TEXT PROVIDED:
BEGIN

Thousands of children around Australia are returning to school this week. It’s a time of fresh beginnings, of anxiety, excitement, new friendships and relationships – and not only for the children, because parents are equally feeling the mixed bag of emotions.
Parents worry about their children, mostly. But what about ourselves? Do we ever think about the learning experiences we will have publicly, outside of our comfort zones, that will shape us and create our futures?
I became a mum four years ago. I’ve since learned how to be accountable for my faults, my reality, and ultimately – my happiness. I’m sharing the lot.
Overcoming chronic anxiety two years ago opened my eyes to hidden signs and symptoms of unhappy and UN-empowered mums, who were brushing off bad moods or poor health as just ‘bad days’. With my inspired hand, I started writing day and night about the responsibility we have to ourselves to heal from the inside out, and be free of anxiety and stress (even if we don’t believe anxiety or stress is present in our life).
Now I’m aware that I only have to ask for help, or visualise the outcome that I want, to bring myself back to an empowered mindset. I can recognise when my manifestations turn into reality. I know every moment is perfect and is paving the way for the next perfect moment. I know how powerful I am.

END

DATA EXCERPTS:
BEGIN

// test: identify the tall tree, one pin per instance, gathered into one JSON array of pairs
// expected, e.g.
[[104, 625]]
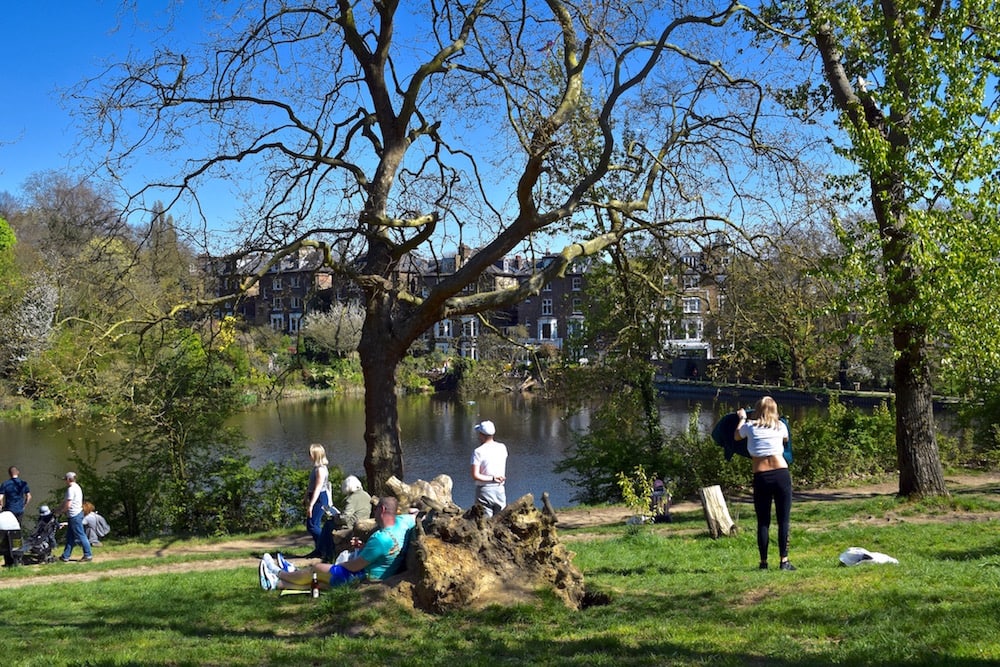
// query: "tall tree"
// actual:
[[378, 130], [914, 84]]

END

PROMPT 1: Copy the part of the essay on motherhood and anxiety from "I became a mum" to "in our life).", word for word.
PROMPT 2: Carry the essay on motherhood and anxiety forward, starting right after its final sentence.

RESPONSE BOX 1:
I became a mum four years ago. I’ve since learned how to be accountable for my faults, my reality, and ultimately – my happiness. I’m sharing the lot.
Overcoming chronic anxiety two years ago opened my eyes to hidden signs and symptoms of unhappy and UN-empowered mums, who were brushing off bad moods or poor health as just ‘bad days’. With my inspired hand, I started writing day and night about the responsibility we have to ourselves to heal from the inside out, and be free of anxiety and stress (even if we don’t believe anxiety or stress is present in our life).

RESPONSE BOX 2:
I’m not one of those people that brushes bad moods off as ‘just a bad day’. I know, through my experiences over the past few years, that little thoughts can reveal big emotions that are impacting on life in big ways. And I enjoy exploring.
I want to share what I am learning, and have learned, with you.
I’m a learning mum. I’m a learning wife. I’m a learning house-keeper. I’m a learning woman. I’m a learning human being.
Via this blog and my books, I’m posting what I’m learning every day to connect with other parents, and to validate that they are not alone if they feel or experience the same range of emotions that I do, as a natural and intuitive person and parent, and as someone who possibly (just putting it out there) experiences anxiety as an early parent.
I blog and share my experiences with you, at the same time exposing myself as an everyday, time-pressed, exhausted, house-wife and mum who has fairly high expectations of myself (expectations that, like many, have their roots in anxiety about control and safety). I want to relate and learn from other mums and I want to convert unhelpful, negative energy to powerful, rewarding, positive energy.
How my writing can help.
I choose to see all of my experiences that frustrate, challenge, sadden, infuriate, or weaken me, as opportunities to learn and grow and improve my perception of life, the way I live, and my experience as a parent.
2014 is a year for being real.
I’m going to start the year by being ok with being me … the inspired part as well as the very human part that needs nurturing from the inside-out. I wonder how many other parents can be REAL WITH ME this year?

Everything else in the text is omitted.